### Document passage
After five months of hints, declarations, mixed messages, and dithering, the US is reportedly set to challenge Chinese claims in the South China Sea.

But the months of signaling will cost us. What might have been a low-key “freedom of navigation operation” — sailing, flying, or training in disputed areas to set a legal precedent for access — may well get a lot more complicated because of the buildup.

“[I’m] still waiting to see it before I believe it,” one Senate staffer said. (The Pentagon declined to comment when we asked for confirmation). “It’s long overdue, and the long delay has made it a bigger deal than it actually is.”

“I do think we have paid a price [for delaying], mostly in terms of confusing everybody aboutwhy freedom of navigation operations take place,” said Bonnie Glaser, director of the China Power Project at the Center for Strategic & International Studies, who recently returned from her latest trip to China. “There are many people that I have spoken to in China who view this as a challenge to Chinese sovereignty, which it is not, or who view it as a provocation, which it also is not.”

“People in official positions” in China are reportedly saying that the People’s Liberation Army should open fire at US forces if they enter the 12 nautical mile zone around artificial islands in the South China Sea, said retired Navy Commander Bryan Clark. (Under international law, such manmade landmasses do not confer sovereignty on those who build them). World War III is not going to happen, happily, he said, but the bellicose talk shows much pressure Chinese policymakers are under.

### Problems and tasks
• A. In the South China Sea passage, what position does Bonnie Glaser hold?
• B. Update the part of the South China Sea passage that opens with the words "But the months" and closes with "of the buildup.", putting "quiet" in place of "low-key".

### Information supplied
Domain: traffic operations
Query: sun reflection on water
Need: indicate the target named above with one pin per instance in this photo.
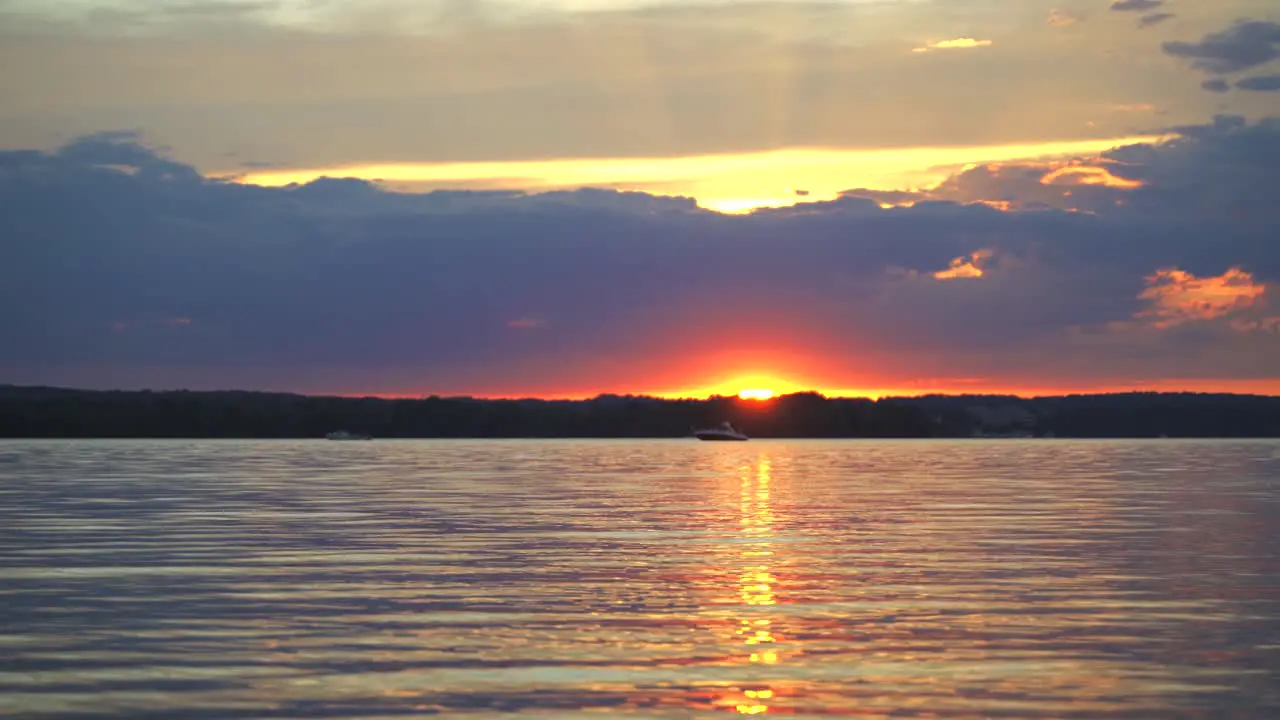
(757, 582)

### Results for each task
• A. She is director of the China Power Project at the Center for Strategic & International Studies.

• B.
But the months of signaling will cost us. What might have been a quiet “freedom of navigation operation” — sailing, flying, or training in disputed areas to set a legal precedent for access — may well get a lot more complicated because of the buildup.